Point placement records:
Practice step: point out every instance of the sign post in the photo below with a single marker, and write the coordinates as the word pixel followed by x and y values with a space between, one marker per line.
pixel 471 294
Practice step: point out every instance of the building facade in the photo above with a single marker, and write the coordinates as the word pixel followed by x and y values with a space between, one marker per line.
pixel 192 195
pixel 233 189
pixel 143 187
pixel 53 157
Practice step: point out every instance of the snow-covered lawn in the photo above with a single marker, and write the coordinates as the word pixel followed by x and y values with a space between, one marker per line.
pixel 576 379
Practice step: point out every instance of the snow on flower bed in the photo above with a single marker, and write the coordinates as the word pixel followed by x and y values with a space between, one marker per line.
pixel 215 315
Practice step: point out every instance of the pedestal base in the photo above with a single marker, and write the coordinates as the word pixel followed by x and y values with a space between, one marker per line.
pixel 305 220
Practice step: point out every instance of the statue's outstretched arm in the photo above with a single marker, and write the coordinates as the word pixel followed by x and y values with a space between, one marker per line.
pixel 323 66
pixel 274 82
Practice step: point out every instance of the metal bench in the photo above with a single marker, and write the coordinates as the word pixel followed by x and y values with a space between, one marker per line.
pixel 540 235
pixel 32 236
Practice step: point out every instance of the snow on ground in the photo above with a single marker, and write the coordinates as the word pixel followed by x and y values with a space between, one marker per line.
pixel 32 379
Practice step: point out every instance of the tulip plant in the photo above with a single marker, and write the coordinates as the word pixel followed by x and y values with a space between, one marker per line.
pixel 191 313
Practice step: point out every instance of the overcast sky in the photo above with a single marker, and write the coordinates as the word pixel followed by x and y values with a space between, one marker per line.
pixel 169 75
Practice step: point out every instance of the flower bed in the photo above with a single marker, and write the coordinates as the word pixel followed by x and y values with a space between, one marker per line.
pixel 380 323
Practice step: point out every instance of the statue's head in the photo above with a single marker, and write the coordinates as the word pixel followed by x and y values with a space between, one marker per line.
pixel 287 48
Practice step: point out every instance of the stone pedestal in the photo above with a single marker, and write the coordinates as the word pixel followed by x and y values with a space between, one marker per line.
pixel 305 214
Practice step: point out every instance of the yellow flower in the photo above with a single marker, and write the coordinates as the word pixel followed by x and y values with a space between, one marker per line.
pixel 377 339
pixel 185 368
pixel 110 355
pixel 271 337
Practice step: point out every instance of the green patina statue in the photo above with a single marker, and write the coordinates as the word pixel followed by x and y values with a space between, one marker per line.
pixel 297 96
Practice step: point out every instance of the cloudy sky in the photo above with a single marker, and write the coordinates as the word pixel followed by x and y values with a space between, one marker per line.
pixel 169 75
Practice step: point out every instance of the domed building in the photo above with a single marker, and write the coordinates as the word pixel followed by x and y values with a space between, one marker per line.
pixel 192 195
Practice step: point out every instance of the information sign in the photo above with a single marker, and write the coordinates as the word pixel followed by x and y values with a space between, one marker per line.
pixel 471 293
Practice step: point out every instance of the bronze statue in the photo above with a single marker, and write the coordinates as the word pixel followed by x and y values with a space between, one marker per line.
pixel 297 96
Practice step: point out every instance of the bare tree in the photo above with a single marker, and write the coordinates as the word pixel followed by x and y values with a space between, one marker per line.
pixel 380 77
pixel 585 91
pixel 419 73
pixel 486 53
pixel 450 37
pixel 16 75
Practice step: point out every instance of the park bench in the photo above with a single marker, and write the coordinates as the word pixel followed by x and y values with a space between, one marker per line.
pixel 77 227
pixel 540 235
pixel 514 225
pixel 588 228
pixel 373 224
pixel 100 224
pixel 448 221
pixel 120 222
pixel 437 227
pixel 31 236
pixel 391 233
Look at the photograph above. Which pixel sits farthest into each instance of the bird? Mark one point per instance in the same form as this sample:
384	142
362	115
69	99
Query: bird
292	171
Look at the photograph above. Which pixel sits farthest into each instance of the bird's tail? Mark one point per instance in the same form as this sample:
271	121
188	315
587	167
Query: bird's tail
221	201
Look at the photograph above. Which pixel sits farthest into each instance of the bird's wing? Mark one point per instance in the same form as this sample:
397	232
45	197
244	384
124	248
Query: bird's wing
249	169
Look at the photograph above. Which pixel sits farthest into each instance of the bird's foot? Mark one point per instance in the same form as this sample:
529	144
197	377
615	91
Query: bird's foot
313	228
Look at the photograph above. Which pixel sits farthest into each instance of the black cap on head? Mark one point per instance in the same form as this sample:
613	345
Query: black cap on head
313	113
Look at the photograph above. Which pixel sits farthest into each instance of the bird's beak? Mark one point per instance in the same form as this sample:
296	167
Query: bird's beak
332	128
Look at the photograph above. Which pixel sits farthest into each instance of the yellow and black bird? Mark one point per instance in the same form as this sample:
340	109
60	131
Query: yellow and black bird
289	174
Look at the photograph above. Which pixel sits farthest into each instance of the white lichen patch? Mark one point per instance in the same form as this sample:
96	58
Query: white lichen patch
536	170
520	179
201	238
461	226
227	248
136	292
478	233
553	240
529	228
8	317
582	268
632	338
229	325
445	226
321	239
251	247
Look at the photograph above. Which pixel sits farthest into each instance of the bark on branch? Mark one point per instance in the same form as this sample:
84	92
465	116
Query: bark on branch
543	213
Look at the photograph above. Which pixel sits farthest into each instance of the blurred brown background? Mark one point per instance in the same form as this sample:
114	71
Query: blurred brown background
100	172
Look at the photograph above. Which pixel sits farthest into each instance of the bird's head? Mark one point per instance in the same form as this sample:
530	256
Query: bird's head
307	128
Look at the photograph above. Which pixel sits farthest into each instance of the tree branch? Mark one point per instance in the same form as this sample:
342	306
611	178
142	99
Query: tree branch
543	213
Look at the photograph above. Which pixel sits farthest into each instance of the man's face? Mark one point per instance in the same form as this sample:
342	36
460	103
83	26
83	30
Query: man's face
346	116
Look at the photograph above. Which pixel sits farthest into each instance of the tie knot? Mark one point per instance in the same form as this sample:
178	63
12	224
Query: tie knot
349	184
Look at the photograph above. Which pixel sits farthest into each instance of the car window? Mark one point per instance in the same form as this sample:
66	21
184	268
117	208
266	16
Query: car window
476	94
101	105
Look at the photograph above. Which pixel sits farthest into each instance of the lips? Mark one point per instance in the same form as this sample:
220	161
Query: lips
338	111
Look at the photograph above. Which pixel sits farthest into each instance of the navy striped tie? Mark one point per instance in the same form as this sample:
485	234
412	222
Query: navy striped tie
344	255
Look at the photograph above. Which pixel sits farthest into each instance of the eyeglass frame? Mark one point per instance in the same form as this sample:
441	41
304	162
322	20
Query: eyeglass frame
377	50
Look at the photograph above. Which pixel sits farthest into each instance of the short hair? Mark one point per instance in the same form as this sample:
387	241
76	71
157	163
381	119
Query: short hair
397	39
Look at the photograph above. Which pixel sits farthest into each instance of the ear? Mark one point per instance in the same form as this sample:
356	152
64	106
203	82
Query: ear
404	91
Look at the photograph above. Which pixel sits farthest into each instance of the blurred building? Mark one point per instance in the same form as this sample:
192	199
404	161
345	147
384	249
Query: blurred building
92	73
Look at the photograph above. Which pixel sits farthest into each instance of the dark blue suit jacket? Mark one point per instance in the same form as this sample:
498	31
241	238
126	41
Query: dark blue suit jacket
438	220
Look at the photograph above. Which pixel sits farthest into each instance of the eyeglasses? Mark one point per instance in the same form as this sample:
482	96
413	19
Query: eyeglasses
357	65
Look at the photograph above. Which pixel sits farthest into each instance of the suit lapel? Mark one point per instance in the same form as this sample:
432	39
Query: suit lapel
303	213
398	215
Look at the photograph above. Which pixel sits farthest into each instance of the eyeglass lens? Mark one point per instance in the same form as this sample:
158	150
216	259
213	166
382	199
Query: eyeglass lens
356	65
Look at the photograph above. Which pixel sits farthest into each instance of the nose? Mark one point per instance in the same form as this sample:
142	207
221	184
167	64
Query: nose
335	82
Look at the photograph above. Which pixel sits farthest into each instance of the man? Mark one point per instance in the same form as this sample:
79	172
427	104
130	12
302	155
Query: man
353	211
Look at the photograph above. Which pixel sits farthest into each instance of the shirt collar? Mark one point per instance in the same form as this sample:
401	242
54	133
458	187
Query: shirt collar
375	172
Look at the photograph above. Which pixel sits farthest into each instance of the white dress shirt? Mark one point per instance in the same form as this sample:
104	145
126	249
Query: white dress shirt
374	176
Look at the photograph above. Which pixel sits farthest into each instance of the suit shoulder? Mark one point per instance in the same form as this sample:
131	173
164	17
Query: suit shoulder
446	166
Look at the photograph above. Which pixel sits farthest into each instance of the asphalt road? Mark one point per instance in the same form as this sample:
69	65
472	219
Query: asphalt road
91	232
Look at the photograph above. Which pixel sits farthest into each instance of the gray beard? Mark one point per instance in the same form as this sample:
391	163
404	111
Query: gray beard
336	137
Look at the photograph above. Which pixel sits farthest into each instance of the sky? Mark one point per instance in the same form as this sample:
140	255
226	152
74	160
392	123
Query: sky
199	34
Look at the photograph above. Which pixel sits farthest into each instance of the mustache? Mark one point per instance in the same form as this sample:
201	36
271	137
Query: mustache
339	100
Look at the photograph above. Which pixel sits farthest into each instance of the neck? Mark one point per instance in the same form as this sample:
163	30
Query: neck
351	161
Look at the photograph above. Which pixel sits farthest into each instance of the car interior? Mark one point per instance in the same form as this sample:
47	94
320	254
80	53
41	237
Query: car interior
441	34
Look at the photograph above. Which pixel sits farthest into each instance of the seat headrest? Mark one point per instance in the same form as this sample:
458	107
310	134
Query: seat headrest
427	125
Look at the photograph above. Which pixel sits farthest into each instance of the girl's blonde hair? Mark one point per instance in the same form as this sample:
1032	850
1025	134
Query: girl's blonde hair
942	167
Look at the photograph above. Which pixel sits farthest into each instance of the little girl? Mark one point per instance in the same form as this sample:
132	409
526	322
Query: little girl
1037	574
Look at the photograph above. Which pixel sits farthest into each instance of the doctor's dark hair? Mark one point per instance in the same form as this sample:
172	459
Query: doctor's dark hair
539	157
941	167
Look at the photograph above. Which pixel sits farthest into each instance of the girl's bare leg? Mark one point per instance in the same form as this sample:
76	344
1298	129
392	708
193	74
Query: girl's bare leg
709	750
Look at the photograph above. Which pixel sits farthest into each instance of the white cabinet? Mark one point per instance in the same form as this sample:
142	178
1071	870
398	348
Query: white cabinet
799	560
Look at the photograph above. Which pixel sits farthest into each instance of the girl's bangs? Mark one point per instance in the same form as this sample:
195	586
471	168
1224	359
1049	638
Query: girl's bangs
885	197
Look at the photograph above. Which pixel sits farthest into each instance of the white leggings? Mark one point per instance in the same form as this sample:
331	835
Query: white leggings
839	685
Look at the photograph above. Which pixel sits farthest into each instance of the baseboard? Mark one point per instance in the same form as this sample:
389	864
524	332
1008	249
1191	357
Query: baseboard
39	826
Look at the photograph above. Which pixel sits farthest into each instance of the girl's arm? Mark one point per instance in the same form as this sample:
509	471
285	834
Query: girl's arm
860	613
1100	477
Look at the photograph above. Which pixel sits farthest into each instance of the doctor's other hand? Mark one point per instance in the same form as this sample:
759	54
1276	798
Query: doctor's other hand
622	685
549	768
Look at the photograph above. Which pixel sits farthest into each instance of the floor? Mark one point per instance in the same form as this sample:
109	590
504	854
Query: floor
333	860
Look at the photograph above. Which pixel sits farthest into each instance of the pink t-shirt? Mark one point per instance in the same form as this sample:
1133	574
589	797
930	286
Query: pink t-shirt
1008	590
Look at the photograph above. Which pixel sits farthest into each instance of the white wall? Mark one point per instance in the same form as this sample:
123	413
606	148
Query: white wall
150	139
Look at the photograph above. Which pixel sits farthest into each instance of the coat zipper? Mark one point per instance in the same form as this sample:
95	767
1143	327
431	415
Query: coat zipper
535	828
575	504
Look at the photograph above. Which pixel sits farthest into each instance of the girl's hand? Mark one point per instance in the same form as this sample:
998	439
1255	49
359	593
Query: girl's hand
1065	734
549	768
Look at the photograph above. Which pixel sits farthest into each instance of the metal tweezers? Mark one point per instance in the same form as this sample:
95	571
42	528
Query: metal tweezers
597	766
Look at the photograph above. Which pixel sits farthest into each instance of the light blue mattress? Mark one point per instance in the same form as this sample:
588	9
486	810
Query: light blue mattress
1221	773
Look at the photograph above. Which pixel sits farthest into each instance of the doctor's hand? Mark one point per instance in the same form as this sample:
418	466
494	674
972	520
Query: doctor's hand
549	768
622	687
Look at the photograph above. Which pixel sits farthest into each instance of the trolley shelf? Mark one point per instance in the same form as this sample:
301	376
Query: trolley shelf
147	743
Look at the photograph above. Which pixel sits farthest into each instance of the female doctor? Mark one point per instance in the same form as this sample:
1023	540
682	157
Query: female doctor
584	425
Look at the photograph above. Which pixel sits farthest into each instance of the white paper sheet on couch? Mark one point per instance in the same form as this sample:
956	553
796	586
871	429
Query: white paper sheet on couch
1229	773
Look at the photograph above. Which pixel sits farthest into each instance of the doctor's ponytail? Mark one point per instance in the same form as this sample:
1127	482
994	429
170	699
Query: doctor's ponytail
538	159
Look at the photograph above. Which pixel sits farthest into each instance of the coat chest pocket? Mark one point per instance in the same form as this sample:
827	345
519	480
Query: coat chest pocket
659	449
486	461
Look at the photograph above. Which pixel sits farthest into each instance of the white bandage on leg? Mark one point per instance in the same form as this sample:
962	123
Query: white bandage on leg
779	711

Task directions: Give the rows from the start through the line with "pixel 471 294" again, changing "sign post" to "street sign" and leaving everything else unchanged.

Answer to the task:
Practice step: point out every instance of the street sign in the photo below with a single marker, and write the coordinates as the word pixel followed by x and y values with a space between, one marker per line.
pixel 471 294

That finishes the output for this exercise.